Tugas Latihan:
**1)** Tentukan apakah setiap pernyataan berikut sesuai dengan teks tanya jawab menulis fiksi, dengan jawaban ya atau tidak beserta kutipan persis kata-kata penentunya dari teks. (a) Penjawab sejak awal sudah memikirkan siapa yang akan membaca tulisannya yang berlatar Mesir. (b) Mengangkat kisah nyata di sekitar kita menjadi karya fiksi dengan tambahan konflik dinyatakan boleh. (c) Tip dari Habiburrahman El-Shirazy menyarankan agar kita mulai dari yang ada di dekat kita.
**2)** Tulis lanjutan teks tanya jawab menulis fiksi, dimulai setelah kalimat terakhirnya.

Dokumen Sumber:
■ ■ ■ ■

Untuk jenis karya fiksi, boleh gak sih Mbak, misal terinspirasi sebuah kisah nyata di sekitar kita, lalu kita angkat menjadi karya fiksi dengan penambahan dari sisi konflik?

Jawaban:

Boleh sekali. Bahkan kalau tip dari Novelis Habiburrahman El-Shirazy, untuk kemudahan menulis karya fiksi kita, mulai dari yang ada di dekat kita, apa yang kita kuasai, dan apa yang kita sukai.
Dengan menulis apa yang ada di dekat kita justru membuat kita benar-benar bisa menyajikan fakta, yang tentu akan lebih mudah diterima pembaca.

7. Hilma

Apa yang melatarbelakangi Teh Erni mengambil plot Mesir dkk.? Apakah ada kriteria khusus bagi pembacanya?
Karena kebanyakan emak-emak 'kan suka cerita ikan terbang, ekonomi, dll.?

Jawaban:

Sebagaimana tip dari jawaban saya sebelumnya,

"Mulailah dari yang kamu sukai"

Dalam memilih Mesir dan sekilas kehidupan para ulama, itulah jawabannya, saya sedang menyukai dunia ini. Sejak awal tidak memikirkan siapa yang akan membacanya. Coba menulis saja. Karena meski berlatar Mesir, pesannya bisa sampai kepada siapa pun.

8. Nining Ummu Khansa Khalisa

Inspirasi untuk membuat cerpen salah satunya bisa diambil dari ayat, hadis dan lainnya.
Pertanyaan, bagaimana membuat cerpen yang menarik dan tidak bisa ditebak ujungnya, dan ini yang membuat pembaca justru ingin lanjut lagi baca sampai akhir dan membuat ketagihan. Kayak sinetron misalnya, pasti ujungnya kayak gitulah jadi males nontonnya.

Jawaban:

Eheheh… Iya begitulah ibaratnya sinetron, kalau terlalu bertele-tele dan seakan berputar-putar di situ saja, jadi bosan duluan.

■ ■ ■ ■

Daftar Listing:
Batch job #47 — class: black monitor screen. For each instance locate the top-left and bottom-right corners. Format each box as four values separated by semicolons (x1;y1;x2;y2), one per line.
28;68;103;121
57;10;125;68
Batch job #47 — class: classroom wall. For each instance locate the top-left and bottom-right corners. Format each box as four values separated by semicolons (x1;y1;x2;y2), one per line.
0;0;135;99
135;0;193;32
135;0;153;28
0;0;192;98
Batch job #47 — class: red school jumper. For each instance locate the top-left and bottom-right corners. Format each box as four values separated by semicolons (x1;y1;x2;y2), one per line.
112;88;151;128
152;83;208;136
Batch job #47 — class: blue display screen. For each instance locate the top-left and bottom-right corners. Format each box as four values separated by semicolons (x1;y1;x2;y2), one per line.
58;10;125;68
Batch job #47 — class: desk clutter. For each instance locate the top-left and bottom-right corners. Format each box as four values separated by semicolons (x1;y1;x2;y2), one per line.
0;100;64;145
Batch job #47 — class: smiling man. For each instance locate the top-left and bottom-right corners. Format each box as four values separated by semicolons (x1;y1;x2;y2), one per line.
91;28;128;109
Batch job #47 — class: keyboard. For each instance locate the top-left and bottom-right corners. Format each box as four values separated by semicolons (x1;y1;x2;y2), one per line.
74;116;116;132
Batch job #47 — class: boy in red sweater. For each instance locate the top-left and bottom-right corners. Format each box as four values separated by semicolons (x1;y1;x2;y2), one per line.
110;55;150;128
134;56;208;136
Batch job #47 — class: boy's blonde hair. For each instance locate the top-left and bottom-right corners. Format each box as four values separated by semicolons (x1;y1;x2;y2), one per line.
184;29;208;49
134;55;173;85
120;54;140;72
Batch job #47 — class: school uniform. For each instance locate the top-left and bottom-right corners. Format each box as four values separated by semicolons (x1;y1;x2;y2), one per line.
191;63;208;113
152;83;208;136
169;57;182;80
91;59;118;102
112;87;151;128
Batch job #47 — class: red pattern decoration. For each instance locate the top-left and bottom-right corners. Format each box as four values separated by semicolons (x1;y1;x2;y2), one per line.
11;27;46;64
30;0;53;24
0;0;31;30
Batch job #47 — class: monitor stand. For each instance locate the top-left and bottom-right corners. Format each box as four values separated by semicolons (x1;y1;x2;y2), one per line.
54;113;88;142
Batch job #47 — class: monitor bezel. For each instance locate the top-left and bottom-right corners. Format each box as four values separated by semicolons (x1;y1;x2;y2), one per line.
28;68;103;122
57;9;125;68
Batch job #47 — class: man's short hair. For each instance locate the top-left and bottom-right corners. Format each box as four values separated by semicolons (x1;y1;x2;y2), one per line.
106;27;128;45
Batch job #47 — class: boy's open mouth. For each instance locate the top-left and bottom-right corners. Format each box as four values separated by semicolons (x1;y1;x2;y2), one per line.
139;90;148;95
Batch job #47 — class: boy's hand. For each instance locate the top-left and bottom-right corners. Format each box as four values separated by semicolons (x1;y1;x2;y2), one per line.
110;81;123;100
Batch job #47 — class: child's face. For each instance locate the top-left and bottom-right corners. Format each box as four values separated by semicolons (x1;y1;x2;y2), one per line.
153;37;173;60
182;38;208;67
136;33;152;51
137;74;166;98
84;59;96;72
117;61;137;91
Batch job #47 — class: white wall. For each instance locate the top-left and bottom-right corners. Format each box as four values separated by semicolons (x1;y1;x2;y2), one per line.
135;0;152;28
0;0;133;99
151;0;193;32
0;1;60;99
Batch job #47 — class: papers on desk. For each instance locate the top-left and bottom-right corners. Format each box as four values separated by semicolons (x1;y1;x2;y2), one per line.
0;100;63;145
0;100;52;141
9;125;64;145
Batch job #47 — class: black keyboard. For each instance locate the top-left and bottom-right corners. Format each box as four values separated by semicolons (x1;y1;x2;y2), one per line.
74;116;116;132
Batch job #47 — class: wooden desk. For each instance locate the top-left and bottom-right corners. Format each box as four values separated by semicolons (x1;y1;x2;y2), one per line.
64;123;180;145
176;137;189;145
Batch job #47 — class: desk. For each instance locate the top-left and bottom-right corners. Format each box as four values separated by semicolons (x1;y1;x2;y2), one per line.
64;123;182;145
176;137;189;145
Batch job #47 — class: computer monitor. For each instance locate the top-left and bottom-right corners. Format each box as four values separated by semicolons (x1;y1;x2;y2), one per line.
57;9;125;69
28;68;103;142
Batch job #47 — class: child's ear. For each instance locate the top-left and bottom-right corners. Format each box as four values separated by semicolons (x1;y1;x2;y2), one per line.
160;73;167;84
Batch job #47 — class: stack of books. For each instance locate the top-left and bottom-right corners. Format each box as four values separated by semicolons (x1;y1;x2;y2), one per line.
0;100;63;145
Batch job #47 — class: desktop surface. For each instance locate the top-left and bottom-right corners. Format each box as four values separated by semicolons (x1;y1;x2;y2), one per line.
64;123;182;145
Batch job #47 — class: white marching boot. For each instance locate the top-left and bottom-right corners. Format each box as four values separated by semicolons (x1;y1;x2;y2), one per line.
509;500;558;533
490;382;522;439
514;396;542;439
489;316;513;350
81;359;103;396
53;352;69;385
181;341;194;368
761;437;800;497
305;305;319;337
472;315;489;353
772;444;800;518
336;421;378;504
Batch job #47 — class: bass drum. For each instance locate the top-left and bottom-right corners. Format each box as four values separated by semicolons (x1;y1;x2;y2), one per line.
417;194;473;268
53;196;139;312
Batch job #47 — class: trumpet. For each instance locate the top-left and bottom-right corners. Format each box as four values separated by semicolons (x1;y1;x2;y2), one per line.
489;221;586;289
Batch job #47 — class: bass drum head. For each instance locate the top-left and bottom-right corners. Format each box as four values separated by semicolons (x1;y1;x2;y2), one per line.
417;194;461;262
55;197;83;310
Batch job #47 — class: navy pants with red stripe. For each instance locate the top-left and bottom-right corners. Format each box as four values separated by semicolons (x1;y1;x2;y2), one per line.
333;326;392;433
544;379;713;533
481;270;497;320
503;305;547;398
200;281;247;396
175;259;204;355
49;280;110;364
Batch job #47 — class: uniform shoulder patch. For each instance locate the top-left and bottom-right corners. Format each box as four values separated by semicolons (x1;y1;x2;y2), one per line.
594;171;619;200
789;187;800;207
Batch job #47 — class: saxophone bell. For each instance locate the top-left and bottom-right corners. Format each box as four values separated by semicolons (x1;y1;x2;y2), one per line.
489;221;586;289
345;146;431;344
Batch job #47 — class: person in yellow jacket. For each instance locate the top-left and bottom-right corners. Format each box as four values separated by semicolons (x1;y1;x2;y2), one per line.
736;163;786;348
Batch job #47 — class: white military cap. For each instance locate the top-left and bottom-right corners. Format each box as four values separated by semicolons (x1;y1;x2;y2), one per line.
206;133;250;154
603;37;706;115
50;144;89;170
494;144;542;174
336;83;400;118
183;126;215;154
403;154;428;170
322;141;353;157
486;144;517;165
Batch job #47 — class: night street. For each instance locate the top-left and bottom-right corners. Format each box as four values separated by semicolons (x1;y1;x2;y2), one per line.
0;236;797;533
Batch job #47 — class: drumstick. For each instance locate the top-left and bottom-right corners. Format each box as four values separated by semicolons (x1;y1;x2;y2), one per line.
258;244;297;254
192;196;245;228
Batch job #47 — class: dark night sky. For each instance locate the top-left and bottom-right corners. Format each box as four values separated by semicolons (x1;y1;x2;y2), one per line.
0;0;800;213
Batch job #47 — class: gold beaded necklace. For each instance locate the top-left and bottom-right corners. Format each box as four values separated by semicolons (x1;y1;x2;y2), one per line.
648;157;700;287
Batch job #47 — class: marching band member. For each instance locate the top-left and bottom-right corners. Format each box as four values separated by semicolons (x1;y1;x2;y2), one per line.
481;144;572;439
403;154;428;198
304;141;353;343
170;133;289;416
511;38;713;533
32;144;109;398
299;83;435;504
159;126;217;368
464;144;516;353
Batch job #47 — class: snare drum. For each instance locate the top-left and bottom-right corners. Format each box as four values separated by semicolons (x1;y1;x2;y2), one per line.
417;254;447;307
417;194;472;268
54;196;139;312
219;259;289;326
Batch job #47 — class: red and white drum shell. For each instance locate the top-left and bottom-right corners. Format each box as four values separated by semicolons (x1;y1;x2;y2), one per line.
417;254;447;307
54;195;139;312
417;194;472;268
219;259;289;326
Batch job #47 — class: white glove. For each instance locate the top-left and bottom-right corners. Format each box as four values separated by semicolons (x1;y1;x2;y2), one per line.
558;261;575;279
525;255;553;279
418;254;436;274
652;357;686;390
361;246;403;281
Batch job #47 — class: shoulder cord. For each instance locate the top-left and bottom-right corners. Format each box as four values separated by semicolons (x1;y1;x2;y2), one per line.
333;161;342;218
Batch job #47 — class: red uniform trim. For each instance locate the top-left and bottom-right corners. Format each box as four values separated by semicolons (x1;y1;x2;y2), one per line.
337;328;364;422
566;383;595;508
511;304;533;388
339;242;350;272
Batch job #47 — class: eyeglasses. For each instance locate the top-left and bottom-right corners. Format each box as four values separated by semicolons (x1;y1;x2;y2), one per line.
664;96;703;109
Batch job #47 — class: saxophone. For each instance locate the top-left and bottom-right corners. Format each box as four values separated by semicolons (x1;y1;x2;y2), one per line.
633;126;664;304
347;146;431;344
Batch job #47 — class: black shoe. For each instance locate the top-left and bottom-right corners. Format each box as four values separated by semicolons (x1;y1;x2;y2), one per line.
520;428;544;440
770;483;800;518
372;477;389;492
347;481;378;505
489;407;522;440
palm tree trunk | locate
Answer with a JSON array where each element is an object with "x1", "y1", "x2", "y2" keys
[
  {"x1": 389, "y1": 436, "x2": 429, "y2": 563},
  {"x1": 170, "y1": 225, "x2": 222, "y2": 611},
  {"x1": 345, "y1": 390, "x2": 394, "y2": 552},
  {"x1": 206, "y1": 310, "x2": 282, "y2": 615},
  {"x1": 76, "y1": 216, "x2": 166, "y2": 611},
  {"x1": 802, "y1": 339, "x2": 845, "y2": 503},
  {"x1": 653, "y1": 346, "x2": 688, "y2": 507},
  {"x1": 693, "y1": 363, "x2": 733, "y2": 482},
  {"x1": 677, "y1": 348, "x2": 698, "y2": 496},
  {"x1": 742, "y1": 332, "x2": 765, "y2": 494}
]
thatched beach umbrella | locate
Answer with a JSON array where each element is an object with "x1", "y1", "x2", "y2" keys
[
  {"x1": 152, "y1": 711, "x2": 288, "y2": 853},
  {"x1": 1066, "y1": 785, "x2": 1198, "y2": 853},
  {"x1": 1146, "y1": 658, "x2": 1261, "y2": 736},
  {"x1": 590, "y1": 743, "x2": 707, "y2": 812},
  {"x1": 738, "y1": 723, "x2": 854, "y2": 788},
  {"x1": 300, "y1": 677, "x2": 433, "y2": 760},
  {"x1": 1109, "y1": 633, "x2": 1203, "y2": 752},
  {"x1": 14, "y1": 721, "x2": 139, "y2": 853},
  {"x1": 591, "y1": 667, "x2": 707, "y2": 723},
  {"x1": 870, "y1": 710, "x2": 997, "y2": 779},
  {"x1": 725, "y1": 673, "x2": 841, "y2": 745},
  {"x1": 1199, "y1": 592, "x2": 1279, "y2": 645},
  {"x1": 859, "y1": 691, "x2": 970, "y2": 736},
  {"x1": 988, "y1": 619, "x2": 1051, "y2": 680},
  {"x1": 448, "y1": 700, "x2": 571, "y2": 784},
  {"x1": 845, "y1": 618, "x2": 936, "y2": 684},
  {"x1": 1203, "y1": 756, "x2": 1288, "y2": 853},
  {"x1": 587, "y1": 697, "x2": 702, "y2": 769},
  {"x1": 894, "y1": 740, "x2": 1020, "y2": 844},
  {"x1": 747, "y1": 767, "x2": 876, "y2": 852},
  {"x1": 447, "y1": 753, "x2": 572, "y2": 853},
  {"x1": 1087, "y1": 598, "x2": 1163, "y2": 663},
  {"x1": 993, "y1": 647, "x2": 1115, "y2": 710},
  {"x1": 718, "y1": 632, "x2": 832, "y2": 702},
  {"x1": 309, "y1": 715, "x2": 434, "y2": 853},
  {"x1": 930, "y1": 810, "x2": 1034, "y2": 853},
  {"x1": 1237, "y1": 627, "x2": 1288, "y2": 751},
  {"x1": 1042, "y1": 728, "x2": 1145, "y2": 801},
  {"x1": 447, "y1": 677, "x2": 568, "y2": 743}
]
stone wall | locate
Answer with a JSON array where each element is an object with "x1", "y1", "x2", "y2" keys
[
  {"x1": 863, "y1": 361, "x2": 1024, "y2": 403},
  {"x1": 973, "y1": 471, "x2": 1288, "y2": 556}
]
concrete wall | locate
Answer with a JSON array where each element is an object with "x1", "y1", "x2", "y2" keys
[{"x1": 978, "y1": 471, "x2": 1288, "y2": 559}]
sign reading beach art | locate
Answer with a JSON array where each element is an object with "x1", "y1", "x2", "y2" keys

■ ■ ■ ■

Hasil Tiap Tugas:
**1)**
(a) Tidak: "Sejak awal tidak memikirkan siapa yang akan membacanya."
(b) Ya: "Boleh sekali."
(c) Ya: "mulai dari yang ada di dekat kita, apa yang kita kuasai, dan apa yang kita sukai."

**2)**
Nah begitu juga tulisan fiksi kita, setiap kata yang ditulis itu harus mengarahkan pembaca kepada pesan yang ingin kita sampaikan. Ending itu ibarat visi dan setiap paragraf adalah misinya. Hindari pemaparan yang tidak mendukung target kita. Bisa jadi gak perlu pendetailan, yang penting fokus pada alur. Setelah ini tokohnya bagaimana lagi? Bagaimana penyelesaiannya? Nah, fokus di sini.

9. Dewi Pancawati

Menulis fiksi itu bagiku sangat sulit. Bagaimana trik agar tulisan fiksi itu menarik, mudah dimengerti, dan tersampaikan ide sang penulis dengan mudah?

Jawaban:

Bismillah. Intinya dicoba saja dulu. Dari satu karya akan menghantarkan pada karya berikutnya. Kita akan tahu kalau karya kita menginspirasi pastinya setelah menulis. Karena menulis fiksi juga sebuah skill, untuk menghasilkan karya terbaik tidak ada hal lain selain mencobanya.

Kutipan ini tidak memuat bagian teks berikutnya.